** Records supplied **

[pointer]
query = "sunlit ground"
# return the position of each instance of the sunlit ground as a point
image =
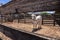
(47, 30)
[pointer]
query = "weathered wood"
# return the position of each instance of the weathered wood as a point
(30, 5)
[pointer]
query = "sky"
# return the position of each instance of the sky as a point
(4, 1)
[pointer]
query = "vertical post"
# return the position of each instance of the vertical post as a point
(54, 20)
(42, 20)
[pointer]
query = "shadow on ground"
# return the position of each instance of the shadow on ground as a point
(18, 35)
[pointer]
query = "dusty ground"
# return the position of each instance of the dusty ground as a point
(51, 31)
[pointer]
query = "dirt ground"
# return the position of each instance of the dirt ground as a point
(47, 30)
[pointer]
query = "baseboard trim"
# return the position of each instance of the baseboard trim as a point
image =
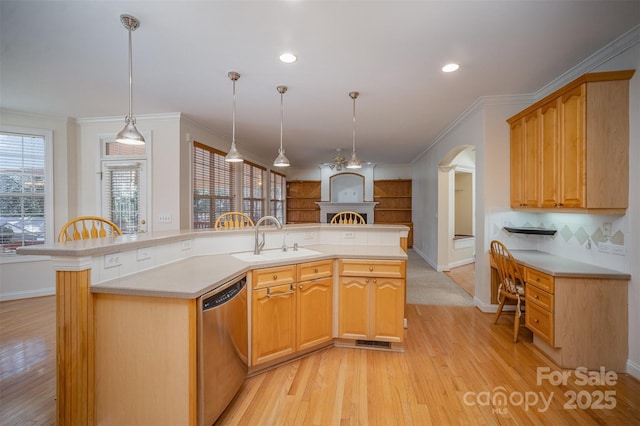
(15, 295)
(491, 308)
(633, 369)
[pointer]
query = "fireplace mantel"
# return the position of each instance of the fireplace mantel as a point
(330, 207)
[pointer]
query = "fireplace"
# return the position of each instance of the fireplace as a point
(330, 216)
(328, 209)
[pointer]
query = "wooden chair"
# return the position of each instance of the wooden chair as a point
(511, 283)
(88, 227)
(348, 218)
(233, 220)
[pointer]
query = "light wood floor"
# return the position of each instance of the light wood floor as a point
(464, 276)
(455, 362)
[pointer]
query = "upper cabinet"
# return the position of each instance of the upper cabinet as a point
(570, 150)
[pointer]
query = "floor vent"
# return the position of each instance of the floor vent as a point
(373, 343)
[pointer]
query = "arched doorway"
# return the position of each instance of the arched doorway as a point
(456, 210)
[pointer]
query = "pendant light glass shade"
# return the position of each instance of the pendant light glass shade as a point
(281, 160)
(233, 156)
(354, 163)
(130, 135)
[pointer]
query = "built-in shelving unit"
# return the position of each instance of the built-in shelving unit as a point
(394, 203)
(302, 196)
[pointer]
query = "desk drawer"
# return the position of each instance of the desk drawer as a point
(539, 297)
(372, 268)
(314, 270)
(277, 275)
(539, 279)
(540, 322)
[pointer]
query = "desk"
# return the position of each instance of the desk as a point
(578, 312)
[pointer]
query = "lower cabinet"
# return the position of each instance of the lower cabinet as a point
(372, 300)
(292, 309)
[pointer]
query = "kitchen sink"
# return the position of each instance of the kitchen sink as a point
(275, 254)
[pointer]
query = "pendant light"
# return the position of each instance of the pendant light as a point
(354, 163)
(233, 156)
(130, 135)
(281, 160)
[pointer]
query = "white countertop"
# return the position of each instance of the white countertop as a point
(558, 266)
(194, 276)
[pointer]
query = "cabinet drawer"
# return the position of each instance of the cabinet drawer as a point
(540, 322)
(539, 297)
(539, 279)
(314, 270)
(372, 268)
(273, 276)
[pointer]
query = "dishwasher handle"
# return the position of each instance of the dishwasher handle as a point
(228, 292)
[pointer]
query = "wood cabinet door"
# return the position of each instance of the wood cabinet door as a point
(549, 178)
(572, 148)
(531, 165)
(387, 309)
(273, 324)
(354, 310)
(516, 163)
(315, 312)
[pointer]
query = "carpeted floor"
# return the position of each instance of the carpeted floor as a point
(426, 286)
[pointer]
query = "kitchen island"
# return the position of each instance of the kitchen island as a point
(126, 310)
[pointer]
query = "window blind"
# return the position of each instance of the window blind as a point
(23, 190)
(213, 183)
(253, 190)
(277, 195)
(123, 185)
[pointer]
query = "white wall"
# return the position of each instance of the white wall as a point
(484, 126)
(164, 130)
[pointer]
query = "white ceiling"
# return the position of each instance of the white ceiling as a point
(69, 58)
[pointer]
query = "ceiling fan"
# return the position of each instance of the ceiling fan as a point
(338, 161)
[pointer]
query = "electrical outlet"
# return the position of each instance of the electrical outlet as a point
(112, 260)
(143, 254)
(617, 250)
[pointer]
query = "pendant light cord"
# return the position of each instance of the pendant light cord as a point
(354, 124)
(281, 118)
(233, 118)
(130, 116)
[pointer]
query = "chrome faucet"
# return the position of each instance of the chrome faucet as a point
(259, 245)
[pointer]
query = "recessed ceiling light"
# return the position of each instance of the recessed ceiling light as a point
(288, 58)
(450, 67)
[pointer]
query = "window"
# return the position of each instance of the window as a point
(277, 195)
(253, 190)
(124, 184)
(25, 188)
(124, 195)
(213, 185)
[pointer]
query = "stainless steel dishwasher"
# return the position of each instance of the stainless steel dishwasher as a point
(222, 347)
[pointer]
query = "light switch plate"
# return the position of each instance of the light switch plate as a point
(112, 260)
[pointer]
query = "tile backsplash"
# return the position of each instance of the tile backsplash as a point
(581, 237)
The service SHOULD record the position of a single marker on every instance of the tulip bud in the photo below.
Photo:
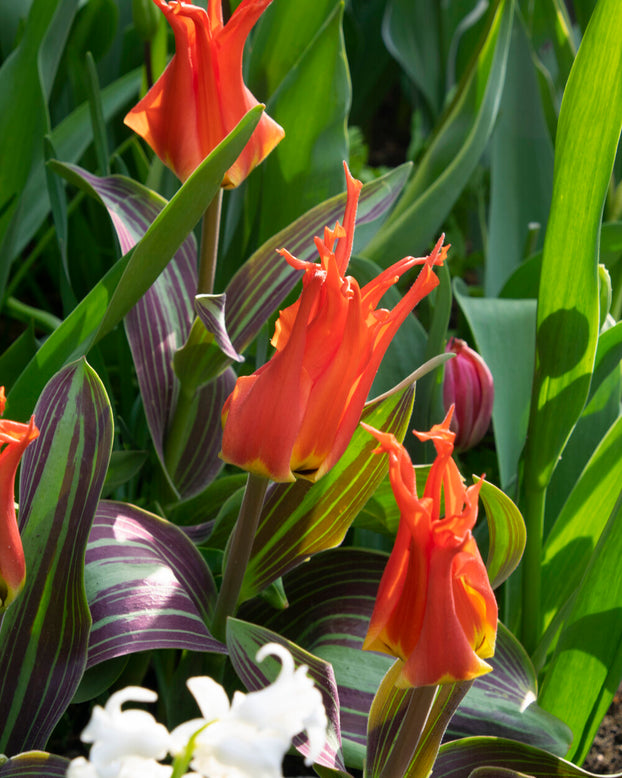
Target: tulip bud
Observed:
(468, 385)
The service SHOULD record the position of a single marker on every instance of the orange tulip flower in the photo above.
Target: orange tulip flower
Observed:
(296, 415)
(201, 95)
(14, 437)
(435, 608)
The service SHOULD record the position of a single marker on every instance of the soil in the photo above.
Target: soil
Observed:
(605, 756)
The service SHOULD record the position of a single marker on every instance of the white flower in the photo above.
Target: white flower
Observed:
(249, 738)
(126, 744)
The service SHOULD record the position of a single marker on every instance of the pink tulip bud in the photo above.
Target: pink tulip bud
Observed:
(468, 385)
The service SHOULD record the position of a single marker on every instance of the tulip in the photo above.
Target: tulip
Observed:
(435, 609)
(14, 438)
(201, 95)
(296, 415)
(468, 385)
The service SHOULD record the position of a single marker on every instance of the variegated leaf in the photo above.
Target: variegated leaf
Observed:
(147, 585)
(44, 635)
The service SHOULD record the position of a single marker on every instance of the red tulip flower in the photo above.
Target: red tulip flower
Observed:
(14, 438)
(468, 385)
(435, 608)
(296, 415)
(201, 95)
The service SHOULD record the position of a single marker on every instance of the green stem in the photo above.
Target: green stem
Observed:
(241, 545)
(409, 734)
(209, 245)
(178, 433)
(531, 627)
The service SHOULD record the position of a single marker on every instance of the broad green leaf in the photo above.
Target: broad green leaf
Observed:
(134, 557)
(119, 290)
(589, 648)
(495, 323)
(34, 764)
(298, 66)
(457, 147)
(521, 165)
(504, 702)
(581, 522)
(331, 599)
(460, 758)
(44, 635)
(300, 519)
(26, 79)
(243, 642)
(175, 222)
(70, 139)
(506, 532)
(567, 324)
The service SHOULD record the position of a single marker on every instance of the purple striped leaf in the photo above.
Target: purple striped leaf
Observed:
(300, 519)
(331, 599)
(208, 351)
(44, 635)
(243, 642)
(34, 764)
(147, 586)
(156, 327)
(461, 758)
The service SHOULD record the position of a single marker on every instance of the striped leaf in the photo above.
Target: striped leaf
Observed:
(331, 599)
(44, 635)
(147, 585)
(506, 531)
(34, 764)
(244, 640)
(156, 327)
(299, 520)
(461, 757)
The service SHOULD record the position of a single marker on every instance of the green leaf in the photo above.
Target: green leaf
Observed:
(243, 642)
(301, 519)
(460, 758)
(521, 165)
(589, 649)
(495, 324)
(506, 531)
(131, 276)
(43, 636)
(567, 324)
(26, 79)
(457, 147)
(298, 66)
(581, 522)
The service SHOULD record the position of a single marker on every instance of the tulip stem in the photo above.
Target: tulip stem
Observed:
(241, 545)
(413, 724)
(209, 245)
(531, 625)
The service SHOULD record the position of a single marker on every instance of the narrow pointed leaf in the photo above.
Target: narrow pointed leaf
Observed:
(459, 758)
(147, 586)
(44, 636)
(326, 509)
(507, 533)
(458, 145)
(34, 764)
(243, 642)
(568, 303)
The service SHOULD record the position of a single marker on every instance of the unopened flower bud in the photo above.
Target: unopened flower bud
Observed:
(468, 385)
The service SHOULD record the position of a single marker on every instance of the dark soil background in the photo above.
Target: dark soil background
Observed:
(606, 754)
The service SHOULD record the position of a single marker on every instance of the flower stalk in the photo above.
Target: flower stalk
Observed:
(240, 548)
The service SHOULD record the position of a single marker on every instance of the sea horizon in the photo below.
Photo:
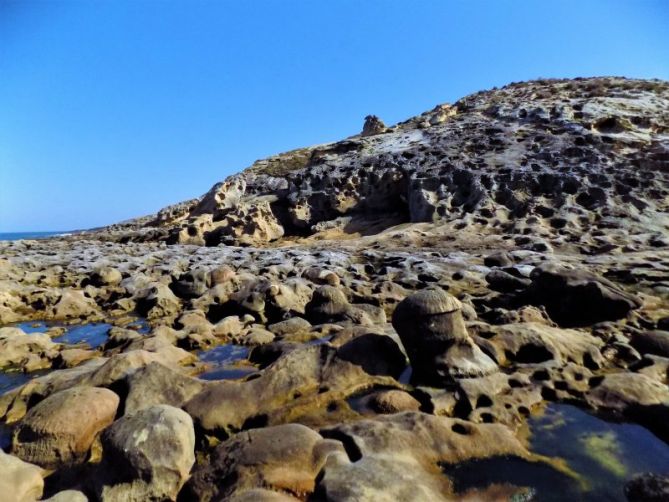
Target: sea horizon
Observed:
(15, 236)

** Directions **
Take the line containing "flower bud in the photo above." and all lines after it to the end of the data above, and reproduce them exactly, leaving out pictures. Nothing else belongs in the copy.

** Correct answer **
The service SHOULD record the position of a single marker on every instance of the unopened flower bud in the photo above.
Target: unopened flower bud
Observed:
(468, 385)
The service SHOULD record the position of a single marker on every instance of the dark soil background in the photo above.
Target: dark soil background
Observed:
(606, 754)
The service SHOULD record the position of a single marker on every instance of the flower stalk in the photo above.
Target: flower stalk
Observed:
(240, 548)
The service SHOULD record the position of a single marker on every instance of the sea horizon in the photo below.
Photo:
Target: sea horizon
Observed:
(15, 236)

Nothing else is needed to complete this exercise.